TASK: A faithful transcription of all the data, images excluded, is the required answer.

GIVEN RECORDS:

>>>

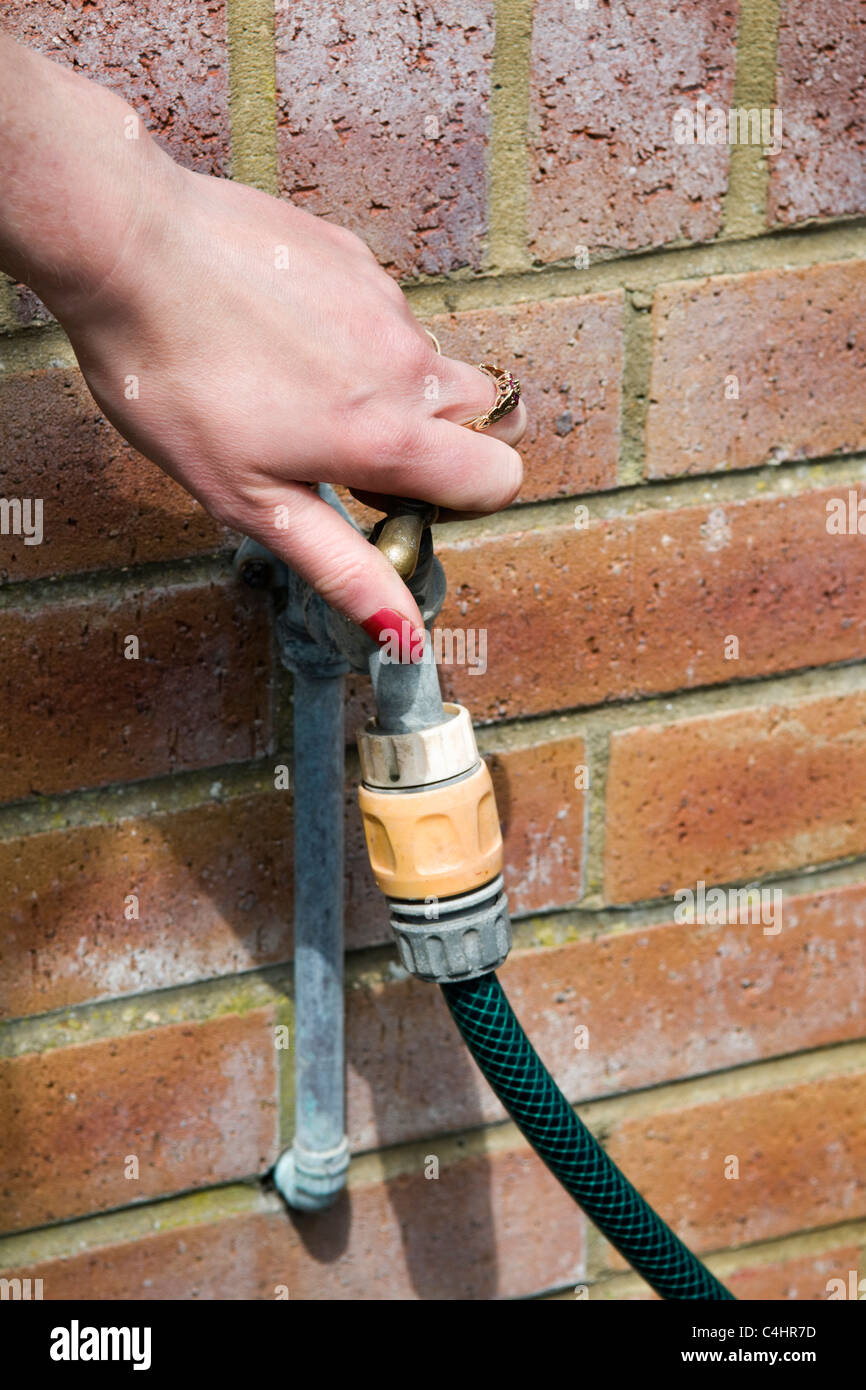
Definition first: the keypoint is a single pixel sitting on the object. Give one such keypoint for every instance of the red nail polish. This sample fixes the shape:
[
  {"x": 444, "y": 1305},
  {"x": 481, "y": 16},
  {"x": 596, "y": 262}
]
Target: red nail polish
[{"x": 396, "y": 635}]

<<<

WRITTEN ANSWER:
Definition first: the keypoint is a single pixel sitting on the object. Give one such keypoint for every instance of the red nail polish. This sample fixes the shape:
[
  {"x": 444, "y": 1305},
  {"x": 481, "y": 16},
  {"x": 596, "y": 262}
]
Target: red nail polish
[{"x": 396, "y": 635}]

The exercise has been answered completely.